§ **TASK BRIEF**
Pick out every line below that has the word "cabinet" in it, matching upper and lower case exactly, and copy each of those lines out in full.

§ **INFORMATION PROVIDED**
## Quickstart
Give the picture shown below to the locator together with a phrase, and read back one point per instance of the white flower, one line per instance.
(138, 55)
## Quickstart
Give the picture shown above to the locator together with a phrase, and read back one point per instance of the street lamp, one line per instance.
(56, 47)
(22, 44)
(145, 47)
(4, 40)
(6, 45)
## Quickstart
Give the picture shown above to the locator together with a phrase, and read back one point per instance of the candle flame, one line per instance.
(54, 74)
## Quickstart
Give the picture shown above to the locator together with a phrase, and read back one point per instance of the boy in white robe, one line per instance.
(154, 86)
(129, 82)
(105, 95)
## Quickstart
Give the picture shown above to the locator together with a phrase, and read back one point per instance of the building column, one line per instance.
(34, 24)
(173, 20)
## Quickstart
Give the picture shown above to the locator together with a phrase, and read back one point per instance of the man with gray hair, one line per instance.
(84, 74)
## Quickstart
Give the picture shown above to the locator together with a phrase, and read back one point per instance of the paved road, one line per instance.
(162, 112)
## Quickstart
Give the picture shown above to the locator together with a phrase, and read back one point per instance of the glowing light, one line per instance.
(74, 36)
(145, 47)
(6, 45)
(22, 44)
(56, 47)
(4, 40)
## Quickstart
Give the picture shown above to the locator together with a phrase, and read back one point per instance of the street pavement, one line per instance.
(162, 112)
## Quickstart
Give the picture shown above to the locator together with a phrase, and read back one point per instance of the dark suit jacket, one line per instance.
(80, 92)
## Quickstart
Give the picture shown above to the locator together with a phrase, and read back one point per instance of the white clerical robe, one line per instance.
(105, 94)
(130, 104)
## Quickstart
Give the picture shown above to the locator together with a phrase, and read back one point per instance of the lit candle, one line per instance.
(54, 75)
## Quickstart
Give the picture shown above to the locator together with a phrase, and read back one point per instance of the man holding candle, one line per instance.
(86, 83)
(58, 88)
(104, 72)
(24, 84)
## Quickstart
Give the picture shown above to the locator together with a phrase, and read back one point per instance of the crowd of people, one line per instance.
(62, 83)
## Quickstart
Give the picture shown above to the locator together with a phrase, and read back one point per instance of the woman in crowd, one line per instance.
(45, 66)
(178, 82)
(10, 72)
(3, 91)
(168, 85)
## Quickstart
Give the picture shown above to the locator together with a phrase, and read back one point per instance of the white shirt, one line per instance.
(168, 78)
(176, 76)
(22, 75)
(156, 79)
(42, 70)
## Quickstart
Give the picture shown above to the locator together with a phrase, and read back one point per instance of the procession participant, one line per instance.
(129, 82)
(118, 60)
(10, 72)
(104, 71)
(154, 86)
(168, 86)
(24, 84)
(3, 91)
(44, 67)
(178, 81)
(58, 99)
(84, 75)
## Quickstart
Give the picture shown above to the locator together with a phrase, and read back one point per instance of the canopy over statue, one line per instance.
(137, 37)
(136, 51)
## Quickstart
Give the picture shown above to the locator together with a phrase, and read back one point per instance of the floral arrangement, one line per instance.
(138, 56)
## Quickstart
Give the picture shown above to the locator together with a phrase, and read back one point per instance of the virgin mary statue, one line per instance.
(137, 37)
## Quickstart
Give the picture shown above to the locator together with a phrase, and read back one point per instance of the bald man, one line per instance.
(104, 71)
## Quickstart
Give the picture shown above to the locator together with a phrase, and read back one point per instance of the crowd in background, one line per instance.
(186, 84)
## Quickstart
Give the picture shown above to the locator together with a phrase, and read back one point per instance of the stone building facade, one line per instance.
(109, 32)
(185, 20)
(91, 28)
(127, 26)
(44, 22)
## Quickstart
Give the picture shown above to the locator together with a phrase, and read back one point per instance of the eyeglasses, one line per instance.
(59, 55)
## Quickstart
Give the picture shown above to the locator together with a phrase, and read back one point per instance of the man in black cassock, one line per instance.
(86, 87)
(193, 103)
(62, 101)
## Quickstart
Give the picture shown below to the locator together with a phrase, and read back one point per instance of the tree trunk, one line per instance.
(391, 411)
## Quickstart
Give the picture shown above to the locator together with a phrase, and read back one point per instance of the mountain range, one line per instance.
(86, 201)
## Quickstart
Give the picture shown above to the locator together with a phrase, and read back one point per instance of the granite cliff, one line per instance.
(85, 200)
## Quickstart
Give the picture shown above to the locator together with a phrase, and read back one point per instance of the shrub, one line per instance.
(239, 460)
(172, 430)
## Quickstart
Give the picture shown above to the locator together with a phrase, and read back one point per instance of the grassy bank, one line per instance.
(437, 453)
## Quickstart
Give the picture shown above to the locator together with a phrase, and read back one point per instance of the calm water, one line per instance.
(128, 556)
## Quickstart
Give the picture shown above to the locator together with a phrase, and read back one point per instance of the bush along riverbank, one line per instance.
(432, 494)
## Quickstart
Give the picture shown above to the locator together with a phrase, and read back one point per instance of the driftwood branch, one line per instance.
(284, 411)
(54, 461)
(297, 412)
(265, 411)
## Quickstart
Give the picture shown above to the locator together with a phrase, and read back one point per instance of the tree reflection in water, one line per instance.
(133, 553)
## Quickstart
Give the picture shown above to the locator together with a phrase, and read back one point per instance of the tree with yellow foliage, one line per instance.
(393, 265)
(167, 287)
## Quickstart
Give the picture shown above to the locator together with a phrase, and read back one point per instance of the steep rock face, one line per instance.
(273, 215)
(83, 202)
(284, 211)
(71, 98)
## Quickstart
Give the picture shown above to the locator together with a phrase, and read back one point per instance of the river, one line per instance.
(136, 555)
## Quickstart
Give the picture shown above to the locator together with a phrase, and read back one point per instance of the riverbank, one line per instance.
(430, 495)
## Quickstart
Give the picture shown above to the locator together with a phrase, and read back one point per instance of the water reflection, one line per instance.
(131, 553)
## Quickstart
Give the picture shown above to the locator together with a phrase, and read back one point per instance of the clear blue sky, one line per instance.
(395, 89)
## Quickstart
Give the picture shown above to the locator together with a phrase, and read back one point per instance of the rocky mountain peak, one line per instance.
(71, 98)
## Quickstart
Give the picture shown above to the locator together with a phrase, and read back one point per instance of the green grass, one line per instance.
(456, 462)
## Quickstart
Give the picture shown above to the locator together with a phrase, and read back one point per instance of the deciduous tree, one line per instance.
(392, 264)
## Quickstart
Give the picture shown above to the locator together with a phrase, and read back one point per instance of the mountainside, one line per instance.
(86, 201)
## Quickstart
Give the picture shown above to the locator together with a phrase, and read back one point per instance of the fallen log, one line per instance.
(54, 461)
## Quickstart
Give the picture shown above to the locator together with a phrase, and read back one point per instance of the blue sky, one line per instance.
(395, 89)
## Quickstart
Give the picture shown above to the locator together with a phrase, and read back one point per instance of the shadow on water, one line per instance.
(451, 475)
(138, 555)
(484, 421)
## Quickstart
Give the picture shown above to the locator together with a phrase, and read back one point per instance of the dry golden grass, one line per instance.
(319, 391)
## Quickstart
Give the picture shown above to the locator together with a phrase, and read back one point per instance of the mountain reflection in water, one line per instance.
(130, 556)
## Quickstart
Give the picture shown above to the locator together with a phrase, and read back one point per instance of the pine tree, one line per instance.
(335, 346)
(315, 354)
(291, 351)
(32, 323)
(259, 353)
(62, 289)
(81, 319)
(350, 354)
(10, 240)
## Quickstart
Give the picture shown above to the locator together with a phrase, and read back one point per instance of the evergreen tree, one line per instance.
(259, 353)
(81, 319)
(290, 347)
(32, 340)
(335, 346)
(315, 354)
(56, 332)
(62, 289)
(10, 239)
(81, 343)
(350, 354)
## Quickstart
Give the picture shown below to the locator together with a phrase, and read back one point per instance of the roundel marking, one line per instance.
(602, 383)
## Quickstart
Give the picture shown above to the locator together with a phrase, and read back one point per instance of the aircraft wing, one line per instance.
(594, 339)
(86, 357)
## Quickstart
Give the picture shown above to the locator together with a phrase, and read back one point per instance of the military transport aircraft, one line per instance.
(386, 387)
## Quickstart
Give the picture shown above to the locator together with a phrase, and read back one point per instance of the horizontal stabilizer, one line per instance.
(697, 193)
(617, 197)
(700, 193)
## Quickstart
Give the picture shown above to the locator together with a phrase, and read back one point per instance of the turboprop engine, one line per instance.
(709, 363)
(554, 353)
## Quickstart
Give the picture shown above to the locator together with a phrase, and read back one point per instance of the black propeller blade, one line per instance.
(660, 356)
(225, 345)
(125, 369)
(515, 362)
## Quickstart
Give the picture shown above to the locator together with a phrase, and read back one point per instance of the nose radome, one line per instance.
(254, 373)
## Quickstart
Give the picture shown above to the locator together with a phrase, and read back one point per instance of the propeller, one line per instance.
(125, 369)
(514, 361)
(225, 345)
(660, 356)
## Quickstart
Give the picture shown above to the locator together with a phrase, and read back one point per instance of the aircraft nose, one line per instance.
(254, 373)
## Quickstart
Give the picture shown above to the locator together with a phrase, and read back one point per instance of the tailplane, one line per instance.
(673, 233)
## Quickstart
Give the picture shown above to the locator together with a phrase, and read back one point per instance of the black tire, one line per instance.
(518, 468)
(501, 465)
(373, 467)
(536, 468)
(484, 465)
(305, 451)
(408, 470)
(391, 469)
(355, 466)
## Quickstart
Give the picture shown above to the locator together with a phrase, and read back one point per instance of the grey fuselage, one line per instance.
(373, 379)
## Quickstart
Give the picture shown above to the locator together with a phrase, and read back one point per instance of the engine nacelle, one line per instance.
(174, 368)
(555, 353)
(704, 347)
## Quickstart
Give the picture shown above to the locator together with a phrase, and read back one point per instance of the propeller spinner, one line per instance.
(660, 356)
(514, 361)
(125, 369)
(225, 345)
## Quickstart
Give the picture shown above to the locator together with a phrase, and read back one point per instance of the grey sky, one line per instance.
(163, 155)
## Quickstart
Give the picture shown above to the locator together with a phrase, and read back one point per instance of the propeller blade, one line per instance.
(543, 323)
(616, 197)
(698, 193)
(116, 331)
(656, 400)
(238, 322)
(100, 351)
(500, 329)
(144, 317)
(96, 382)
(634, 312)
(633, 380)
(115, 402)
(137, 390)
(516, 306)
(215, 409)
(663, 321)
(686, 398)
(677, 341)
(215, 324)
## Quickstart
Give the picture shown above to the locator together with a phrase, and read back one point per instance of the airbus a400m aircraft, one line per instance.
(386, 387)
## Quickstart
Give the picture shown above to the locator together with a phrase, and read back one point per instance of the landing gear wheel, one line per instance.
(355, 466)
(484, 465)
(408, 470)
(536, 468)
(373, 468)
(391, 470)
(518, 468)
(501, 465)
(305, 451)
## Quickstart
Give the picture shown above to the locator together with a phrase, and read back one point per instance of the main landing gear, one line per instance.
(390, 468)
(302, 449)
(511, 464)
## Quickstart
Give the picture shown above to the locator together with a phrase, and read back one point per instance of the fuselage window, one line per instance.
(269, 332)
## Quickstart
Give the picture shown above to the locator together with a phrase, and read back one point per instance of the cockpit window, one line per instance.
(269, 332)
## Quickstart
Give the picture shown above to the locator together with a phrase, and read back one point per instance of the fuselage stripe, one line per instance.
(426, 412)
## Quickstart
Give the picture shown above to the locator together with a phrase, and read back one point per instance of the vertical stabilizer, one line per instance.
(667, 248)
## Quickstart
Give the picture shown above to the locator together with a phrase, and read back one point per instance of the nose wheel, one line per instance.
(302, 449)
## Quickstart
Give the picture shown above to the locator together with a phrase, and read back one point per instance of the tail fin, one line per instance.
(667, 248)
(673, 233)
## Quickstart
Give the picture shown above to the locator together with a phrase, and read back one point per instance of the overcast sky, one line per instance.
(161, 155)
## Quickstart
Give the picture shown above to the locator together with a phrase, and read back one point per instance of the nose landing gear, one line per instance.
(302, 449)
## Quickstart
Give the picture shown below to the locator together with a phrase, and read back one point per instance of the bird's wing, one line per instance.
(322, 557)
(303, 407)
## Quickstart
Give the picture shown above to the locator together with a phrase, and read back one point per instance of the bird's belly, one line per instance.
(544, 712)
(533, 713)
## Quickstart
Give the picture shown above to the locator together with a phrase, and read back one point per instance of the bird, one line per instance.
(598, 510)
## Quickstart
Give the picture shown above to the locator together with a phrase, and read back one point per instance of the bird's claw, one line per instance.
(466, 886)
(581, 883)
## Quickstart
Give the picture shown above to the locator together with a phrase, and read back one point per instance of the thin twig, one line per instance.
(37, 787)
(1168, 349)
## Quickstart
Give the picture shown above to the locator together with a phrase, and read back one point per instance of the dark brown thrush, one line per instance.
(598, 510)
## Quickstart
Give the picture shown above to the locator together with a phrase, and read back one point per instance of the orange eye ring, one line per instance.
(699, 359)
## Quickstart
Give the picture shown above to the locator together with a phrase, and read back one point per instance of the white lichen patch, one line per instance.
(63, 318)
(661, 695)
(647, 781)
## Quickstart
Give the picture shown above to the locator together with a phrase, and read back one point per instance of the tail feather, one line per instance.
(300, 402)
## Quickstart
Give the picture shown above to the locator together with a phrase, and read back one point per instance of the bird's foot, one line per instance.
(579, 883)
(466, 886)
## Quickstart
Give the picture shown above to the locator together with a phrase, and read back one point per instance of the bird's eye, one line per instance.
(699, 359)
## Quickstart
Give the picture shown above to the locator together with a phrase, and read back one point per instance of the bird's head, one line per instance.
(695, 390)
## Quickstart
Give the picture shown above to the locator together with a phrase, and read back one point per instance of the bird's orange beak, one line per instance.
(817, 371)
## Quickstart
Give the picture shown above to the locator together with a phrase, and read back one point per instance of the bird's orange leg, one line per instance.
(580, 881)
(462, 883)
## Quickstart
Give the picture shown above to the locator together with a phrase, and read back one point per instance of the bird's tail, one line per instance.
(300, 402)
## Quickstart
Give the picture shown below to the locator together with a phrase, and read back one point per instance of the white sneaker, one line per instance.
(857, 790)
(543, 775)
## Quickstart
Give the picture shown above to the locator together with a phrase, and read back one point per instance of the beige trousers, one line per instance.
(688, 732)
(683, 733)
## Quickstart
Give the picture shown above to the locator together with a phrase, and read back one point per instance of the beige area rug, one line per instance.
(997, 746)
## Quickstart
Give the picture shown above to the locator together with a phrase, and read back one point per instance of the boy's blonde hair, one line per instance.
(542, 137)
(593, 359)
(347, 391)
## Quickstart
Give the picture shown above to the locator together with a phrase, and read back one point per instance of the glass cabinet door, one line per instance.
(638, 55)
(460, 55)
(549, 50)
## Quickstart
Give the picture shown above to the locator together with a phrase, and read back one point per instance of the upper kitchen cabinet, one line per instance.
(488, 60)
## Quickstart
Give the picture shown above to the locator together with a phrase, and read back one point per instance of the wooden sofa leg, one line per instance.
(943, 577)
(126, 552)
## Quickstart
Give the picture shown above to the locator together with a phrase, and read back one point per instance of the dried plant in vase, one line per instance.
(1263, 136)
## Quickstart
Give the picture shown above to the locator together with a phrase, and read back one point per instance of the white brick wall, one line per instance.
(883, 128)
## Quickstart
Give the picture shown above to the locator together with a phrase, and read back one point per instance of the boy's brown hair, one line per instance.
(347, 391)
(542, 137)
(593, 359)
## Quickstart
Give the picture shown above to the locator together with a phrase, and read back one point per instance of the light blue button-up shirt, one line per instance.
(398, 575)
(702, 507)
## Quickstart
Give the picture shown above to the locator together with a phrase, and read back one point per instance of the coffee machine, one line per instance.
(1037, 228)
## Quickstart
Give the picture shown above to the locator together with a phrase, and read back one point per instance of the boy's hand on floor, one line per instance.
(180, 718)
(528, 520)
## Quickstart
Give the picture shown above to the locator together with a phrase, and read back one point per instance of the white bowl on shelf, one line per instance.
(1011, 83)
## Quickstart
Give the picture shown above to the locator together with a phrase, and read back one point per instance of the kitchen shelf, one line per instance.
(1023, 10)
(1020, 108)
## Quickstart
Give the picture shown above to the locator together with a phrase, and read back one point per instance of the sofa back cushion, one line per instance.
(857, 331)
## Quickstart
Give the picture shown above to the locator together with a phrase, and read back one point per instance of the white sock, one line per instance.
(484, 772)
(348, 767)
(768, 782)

§ **FULL SOLUTION**
Give the picture shown above to the locator together with a phrase, and read back one point per instance of the glass cabinet door, one line per instance.
Give the picture shown above to the locator together with a phrase, and read back one point per instance of the upper kitchen cabinet, one line per instance.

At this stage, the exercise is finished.